** Begin Source text **

The applicant is being represented by its director , Maria Madalena
Consalves Erasmus, who was married to the deceased, Garth
Joseph
Erasmus, at the time of his death on 4 October 2013. The respondent
is Geraldean Jayde Erasmus, in her capacity as the appointed

executrix in the estate of the deceased and who is the deceased's
daughter from a previous marriage.
2.
The applicant claims a statement and debatement of account from the
respondent reflecting all amounts received from the tenant
in respect
of an agreement of lease relating to an immovable property situated
at 7 Les Jardins, 43 Berkeley Avenue, Bryanston
("the immovable
property"). It also claims the repayment of an amount of R250
000.00 with interest on the basis that
such payment was made
unlawfully and irregularly from the account of the applicant.
3.
The respondent did not oppose the relief in respect of the statement
and debatement, but instituted a counterclaim for the same
relief
against the applicant. She opposed the claim for the repayment of the
sum of R250 000.00.
4.
I intend to deal with the applicant's claim for a statement and
debatement, the respondent's counterclaim for a statement and

debatement and the applicant's claim for repayment of the sum of R250
000.00, in that order.
5.
It should immediately be made clear that the applicant's claim for a
statement and debatement is very limited. As set out above,
in the
notice of motion such relief is limited to all amounts received from
the tenant in respect of an agreement  of lease
relating
to the immovable  property. In argument Adv Steenekamp, who
appeared for the applicant, confirmed that this
was the relief sought
by the applicant. This also appears from the applicant's heads of
argument.
6.
The reason I emphasise this point is that in the papers both the
applicant and the respondent seemed to assume that much more
would be
debated.
7.
The facts regarding this claim are as follows:
7.1
The applicant is the owner of the immovable property;
7.2
The immovable property is the subject of a lease agreement and, from
about August 2013 to April 2014, the tenant made the monthly
rental
payments into the deceased's personal banking account;
7.3
The respondent made payment of an amount of R180 118.45 to the
applicant on about 4 June 2014 in respect of 50% of the funds
alleged
to have been received by the deceased from the tenant until April
2014;
7.4
From May 2014 the tenant has paid the rental and utility charges into
the trust account of the applicant's attorneys of record.
8.
As stated above, the respondent did not dispute her liability to
render an account to the applicant for the rentals received.
In a
replying affidavit to the counter application, she referred to a
forensic audit that was conducted on her instructions regarding
the
indebtedness of the applicant to the estate. A copy of the audit
report was annexed to the affidavit. She alleged, and it was
argued
on her behalf by Adv Grobler, that this audit complied with the
requirement to provide an account.
9.
I do not agree. The report does not contain any documentary proof of
payments received and does not comply with the minimum requirements

for a statement of account. It is not something that is capable of
being debated. The statement should be limited to the purpose
for
which the applicant requires it, namely to prove the amounts received
by the deceased in respect of rentals for the period
stated.

** End Source text **

- The problem
Rewrite the paragraph of the judgment excerpt beginning "As stated above, the respondent did not dispute" in fewer words, keeping its main facts. The rows have nothing to do with the judgment excerpt.

** Begin Raw records **

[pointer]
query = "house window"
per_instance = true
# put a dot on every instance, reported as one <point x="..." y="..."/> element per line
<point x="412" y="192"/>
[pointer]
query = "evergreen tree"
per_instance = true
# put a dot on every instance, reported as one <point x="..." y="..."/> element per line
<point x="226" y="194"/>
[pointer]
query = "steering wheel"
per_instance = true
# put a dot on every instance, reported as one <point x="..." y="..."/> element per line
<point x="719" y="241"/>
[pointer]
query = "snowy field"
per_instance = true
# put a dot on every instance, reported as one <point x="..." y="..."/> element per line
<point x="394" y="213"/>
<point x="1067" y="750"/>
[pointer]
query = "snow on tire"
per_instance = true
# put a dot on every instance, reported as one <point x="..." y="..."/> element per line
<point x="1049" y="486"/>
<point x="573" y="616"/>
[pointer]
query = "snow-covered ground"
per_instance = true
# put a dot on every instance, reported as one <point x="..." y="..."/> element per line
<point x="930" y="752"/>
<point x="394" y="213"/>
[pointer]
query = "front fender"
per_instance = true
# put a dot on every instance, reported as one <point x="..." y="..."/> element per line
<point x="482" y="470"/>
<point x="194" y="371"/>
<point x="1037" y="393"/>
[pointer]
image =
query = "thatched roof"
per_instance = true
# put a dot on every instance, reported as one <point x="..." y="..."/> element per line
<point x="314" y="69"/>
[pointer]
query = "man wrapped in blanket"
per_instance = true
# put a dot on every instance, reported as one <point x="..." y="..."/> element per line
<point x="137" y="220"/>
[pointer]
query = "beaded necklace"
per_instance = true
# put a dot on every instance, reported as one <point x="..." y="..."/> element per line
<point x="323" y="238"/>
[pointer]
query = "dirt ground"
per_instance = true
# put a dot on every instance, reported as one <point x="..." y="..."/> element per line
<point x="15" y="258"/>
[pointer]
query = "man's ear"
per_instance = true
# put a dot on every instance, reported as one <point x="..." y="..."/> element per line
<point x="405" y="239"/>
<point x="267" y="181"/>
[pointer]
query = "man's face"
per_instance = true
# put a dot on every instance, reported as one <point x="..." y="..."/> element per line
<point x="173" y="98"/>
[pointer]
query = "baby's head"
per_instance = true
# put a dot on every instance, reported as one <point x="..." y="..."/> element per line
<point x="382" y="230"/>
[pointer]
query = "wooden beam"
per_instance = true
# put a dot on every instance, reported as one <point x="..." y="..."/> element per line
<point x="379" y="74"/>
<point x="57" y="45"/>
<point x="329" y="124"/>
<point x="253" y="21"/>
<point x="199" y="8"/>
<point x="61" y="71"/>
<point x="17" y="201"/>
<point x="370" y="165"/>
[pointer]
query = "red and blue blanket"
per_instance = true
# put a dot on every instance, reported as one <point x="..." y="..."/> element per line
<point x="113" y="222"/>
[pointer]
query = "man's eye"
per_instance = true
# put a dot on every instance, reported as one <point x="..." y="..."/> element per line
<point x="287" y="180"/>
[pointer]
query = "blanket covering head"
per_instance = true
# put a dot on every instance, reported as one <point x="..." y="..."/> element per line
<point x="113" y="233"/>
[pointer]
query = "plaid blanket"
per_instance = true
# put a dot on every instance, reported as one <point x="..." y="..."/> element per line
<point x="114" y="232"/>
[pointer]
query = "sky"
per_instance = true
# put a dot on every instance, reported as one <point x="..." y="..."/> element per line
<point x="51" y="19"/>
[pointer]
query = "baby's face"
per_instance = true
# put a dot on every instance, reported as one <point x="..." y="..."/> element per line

** End Raw records **

- The result
The respondent did not dispute that she must account to the applicant for rentals received. In a replying affidavit to the counter application, she referred to a forensic audit, done on her instructions, of the applicant's indebtedness to the estate, and annexed the audit report. She alleged, and Adv Grobler argued for her, that this audit satisfied the requirement to provide an account.